- _SELECTION_
══════════

I mean, mean, that, you know, in decades, that's what created China in many ways.

That's what they don't think of things the same way that we do.

They don't have that

spirit of invention that America has always been known for.

So I agree with you that

the history of innovation in this country has benefited greatly from individual creators.

And we need to keep an environment in which people have that ability to experiment,

to innovate, and ultimately to share that progress with the rest of the country and the rest of the world.

I worry that we're moving in a direction where

people aren't able to build those skill sets because they live in a world of sort of locked down digital devices.

So let me ask you one more question and I'll let you go.

I know you've spent twice the amount of time here that you probably planned on.

But let me ask you one more question.

I am really concerned about copyrights, patents, trademarks.

We seem to be entering a world where people don't take somebody's intellectual property seriously

on the other side of this.

They just feel that, well, I can download it.

I can just take it.

And we shouldn't have intellectual property rights.

That is frightening because again, that was the second piece of the American experiment was you have a right to that intellectual property for a period of time so you can make money on it, which encourages other people to come up with their own ideas.

Do you see this fading?

And is this trouble on the horizon as well?

So I write and teach about intellectual property, and it's something that I take very seriously.

And one of the things that I always try to communicate to my students is that the intellectual property system functions best when there is a balance between the interests of the public and the interests of creators.

══════════

- _SHORT EXERCISE A_
Answer these questions about the interview on innovation and intellectual property:
(i) What spirit does the interview say America has always been known for?
(ii) Which three things does the questioner name as causes of real concern?
(iii) According to the person who writes and teaches about intellectual property, when does the intellectual property system function best?
- _SHORT EXERCISE B_
Extend the interview on innovation and intellectual property, picking up right after its final sentence.

══════════

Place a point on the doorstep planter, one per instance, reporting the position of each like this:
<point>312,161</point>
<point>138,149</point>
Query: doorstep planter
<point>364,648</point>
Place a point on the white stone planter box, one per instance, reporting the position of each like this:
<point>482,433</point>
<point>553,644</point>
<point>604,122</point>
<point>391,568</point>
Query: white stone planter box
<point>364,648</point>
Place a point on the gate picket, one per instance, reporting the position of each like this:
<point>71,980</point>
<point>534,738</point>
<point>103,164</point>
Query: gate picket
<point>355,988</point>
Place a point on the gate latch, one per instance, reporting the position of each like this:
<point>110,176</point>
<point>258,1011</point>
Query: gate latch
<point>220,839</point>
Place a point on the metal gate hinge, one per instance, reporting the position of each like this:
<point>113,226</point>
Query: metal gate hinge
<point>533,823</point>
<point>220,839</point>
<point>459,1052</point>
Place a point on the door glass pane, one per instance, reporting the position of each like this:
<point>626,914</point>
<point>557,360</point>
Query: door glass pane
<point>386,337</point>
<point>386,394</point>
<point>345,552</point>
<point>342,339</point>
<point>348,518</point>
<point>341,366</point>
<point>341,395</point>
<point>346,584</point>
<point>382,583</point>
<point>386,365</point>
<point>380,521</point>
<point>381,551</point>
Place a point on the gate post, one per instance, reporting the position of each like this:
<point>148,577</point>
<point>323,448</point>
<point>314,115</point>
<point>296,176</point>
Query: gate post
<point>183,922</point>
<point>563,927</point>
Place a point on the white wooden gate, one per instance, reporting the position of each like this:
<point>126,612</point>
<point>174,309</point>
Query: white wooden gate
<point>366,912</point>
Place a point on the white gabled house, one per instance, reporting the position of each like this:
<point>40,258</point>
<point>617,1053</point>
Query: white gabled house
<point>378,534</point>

══════════

- _ANSWER A_
(i) The spirit of invention.
(ii) Copyrights, patents, and trademarks.
(iii) When there is a balance between the interests of the public and the interests of creators.

- _ANSWER B_
And the history of intellectual property, copyright in particular, is a history of a struggle to find and maintain that appropriate balance.

And I think we're going through and have been going through kind of since the widespread adoption of the Internet, a period where we're struggling with how to answer some of those questions.

There are certainly areas in which

copyright holders have legitimate concerns about their works being exploited without compensation.

And on the other hand, we live in a culture in which

copyrighted works are sort of

increasingly being distributed within these environments like Apple and Amazon, for example, where consumers can't do the things that they think they're entitled or should be entitled to do with them.

So I think that part of the solution here is providing consumers a strong incentive to pay for these works.

That's one of the things that streaming services, I think, have gotten right,

which is that they offer a really attractive deal to consumers.

So people learn that if they're going to access the world's library of music, they have to pay for the privilege of doing that.

Figuring out how that money gets distributed and what the right price point is, I think, is one of the sticking points.

So it's an important set of questions and one that I probably can't do justice to

with a couple minutes.

Exactly.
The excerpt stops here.